(Records)
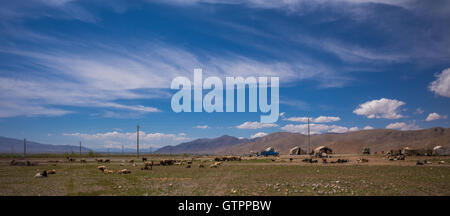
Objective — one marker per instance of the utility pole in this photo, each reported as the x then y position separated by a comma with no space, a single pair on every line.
24,148
309,142
137,149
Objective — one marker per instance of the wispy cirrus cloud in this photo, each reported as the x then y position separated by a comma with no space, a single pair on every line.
382,108
255,125
129,138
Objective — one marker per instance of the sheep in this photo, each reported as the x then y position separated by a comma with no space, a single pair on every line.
41,175
107,171
101,168
124,171
32,163
148,166
17,163
362,160
53,161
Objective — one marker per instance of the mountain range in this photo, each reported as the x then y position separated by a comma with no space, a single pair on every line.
11,145
341,143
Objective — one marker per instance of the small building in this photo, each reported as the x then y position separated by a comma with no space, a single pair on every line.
270,151
322,151
416,152
296,151
441,151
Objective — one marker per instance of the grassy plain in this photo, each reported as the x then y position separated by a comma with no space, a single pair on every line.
251,176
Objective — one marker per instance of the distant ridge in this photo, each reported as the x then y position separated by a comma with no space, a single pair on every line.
343,143
202,146
34,147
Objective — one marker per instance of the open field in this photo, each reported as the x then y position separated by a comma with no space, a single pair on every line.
251,176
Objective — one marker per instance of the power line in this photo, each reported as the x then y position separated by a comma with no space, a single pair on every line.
137,142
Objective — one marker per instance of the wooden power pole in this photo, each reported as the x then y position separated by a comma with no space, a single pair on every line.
137,142
309,142
24,148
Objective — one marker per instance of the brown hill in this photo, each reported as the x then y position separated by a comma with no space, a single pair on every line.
351,142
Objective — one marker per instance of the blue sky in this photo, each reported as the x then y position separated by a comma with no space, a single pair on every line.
91,70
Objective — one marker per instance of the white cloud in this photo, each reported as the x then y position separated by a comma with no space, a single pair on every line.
368,127
105,73
257,135
255,125
435,116
419,111
129,138
320,119
403,126
314,128
441,86
382,108
298,119
353,129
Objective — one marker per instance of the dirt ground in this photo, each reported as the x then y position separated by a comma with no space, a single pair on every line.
250,176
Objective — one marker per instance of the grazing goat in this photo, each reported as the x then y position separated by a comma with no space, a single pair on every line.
101,168
107,171
41,175
124,171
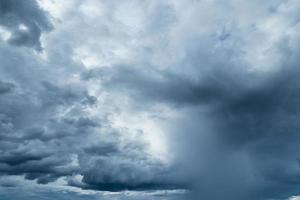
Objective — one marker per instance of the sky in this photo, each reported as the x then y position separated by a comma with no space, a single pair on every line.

Task objective: Your task is to repeat the data above exactly while excluding the pictures.

Result below:
Objective — one marker per instance of the utility pole in this photo, each reported as the x then y position separated by a comma with no space, a single pair on every line.
24,148
309,142
137,149
Objective — one marker per instance of the wispy cirrus cloud in this photo, each reported as the x then y position separated by a comma with no space, a single pair on every line.
382,108
255,125
129,138
Objective — one marker per instance of the sheep in this photo, each reported as the x then y position separated by a comma with no space, a single pair on every line.
41,175
107,171
101,168
124,171
32,163
148,166
17,163
362,160
53,161
Objective — one marker per instance of the mountain range in this photo, each reported as the x then y position separated by a comma with no space, a single pair on every line.
11,145
341,143
Objective — one marker per instance of the small building in this photo, each reported as the x then y position separated by a comma with no space, a single pair on every line.
270,151
322,151
416,152
296,151
441,151
Objective — one marker per instance of the grassy plain in this photo, each reported as the x then y position separated by a comma with no space, a single pair on every line.
251,176
Objective — one marker per instance of the distant ridge in this photo, each reported as the x then y position separated by a comma with no space, a single pair on every line.
343,143
202,146
34,147
Objective — one marker per instance of the open field in this photo, each reported as the x then y position separated by a comma with no space, a single pair on every line.
251,176
Objective — one marker per instance of the power line in this photo, each reported as the x then y position separated by a comma with no space, a single pair on every line.
137,142
Objective — one marker per instance of the wooden power pole in this photo, each reported as the x then y position separated by a comma with no space, a single pair on every line.
137,142
309,142
24,148
Objective — one marker per instance of the brown hill in this photo, each reported as the x then y position separated by a comma with no space, a single pair on every line.
351,142
Objective — one marker per instance of the blue sky in this photo, each reported as the x then y position separated by a comma with no space, a single pair on every line.
91,70
Objective — one marker per instance of the white cloud in this photo, each reported as the x then y position separated by a comma with no space, a single pair on every line.
368,127
105,73
257,135
255,125
435,116
419,111
129,138
320,119
403,126
314,128
441,86
382,108
298,119
353,129
Objective — one marker per instance of the dirt ground in this photo, each reported as the x then y position separated by a comma with no space, a single pair on every line.
250,176
Objective — one marker per instance of the grazing goat in this photo, each reported as the x then y position separated by a comma with no space, a single pair on every line.
101,168
107,171
41,175
124,171
Objective — one marker per instance of the sky in this photo, each reported as the x then y position separated by a comma with no space, a single pair on every line.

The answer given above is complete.